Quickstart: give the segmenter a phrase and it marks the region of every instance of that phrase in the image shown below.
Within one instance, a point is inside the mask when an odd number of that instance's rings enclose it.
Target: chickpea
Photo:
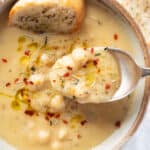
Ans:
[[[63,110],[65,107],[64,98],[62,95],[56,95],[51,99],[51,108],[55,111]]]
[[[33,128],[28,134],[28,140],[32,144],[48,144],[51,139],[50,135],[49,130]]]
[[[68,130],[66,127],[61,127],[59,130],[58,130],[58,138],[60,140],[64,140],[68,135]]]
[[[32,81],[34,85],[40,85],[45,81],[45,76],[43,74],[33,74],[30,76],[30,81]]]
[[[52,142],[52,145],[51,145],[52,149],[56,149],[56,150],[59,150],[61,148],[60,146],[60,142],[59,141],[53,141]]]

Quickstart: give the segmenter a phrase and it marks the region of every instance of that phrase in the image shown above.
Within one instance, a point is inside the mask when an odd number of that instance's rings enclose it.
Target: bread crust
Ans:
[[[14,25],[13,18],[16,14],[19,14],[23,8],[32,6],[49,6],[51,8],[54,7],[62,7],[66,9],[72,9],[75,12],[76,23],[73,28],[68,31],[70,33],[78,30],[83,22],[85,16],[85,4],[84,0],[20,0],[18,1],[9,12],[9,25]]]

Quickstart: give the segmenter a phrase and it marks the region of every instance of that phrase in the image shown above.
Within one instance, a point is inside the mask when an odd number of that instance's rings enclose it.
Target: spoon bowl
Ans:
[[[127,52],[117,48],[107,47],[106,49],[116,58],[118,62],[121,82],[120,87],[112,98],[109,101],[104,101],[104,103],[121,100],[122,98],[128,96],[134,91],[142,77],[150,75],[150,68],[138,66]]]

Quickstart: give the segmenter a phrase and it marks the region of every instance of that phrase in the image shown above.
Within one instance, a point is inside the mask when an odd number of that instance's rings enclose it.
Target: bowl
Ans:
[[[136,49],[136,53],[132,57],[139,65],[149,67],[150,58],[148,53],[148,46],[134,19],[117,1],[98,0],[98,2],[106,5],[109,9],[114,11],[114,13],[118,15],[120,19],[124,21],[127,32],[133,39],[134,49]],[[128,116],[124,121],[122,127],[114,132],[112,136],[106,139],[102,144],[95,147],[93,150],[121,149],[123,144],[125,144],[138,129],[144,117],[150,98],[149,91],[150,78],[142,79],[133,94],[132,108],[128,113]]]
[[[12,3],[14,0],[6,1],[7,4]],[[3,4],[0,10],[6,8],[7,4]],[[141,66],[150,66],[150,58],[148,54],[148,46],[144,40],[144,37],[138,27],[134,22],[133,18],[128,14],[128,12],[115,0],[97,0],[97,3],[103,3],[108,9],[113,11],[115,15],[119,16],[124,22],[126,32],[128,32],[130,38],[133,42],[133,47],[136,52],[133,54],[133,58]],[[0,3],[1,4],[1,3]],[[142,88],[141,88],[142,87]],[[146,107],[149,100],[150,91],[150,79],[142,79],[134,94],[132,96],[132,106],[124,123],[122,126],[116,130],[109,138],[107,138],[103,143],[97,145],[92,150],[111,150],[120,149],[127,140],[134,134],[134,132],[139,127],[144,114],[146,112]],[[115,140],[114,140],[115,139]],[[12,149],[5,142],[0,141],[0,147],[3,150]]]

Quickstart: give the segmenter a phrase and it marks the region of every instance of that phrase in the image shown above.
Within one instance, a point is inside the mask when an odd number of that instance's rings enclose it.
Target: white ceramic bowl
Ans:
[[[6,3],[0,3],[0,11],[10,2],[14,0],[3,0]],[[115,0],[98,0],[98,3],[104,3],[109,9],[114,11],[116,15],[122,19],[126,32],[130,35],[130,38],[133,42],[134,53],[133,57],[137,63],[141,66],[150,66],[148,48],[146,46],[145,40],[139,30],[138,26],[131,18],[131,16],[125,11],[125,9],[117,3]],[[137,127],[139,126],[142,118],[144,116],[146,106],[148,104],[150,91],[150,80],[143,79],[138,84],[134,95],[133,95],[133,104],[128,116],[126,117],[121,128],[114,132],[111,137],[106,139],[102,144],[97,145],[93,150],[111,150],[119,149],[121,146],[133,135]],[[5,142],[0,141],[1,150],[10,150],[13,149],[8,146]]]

========

Requirements: How many lines in the material above contain the word "Target"? Reply with the number alone.

Output: 5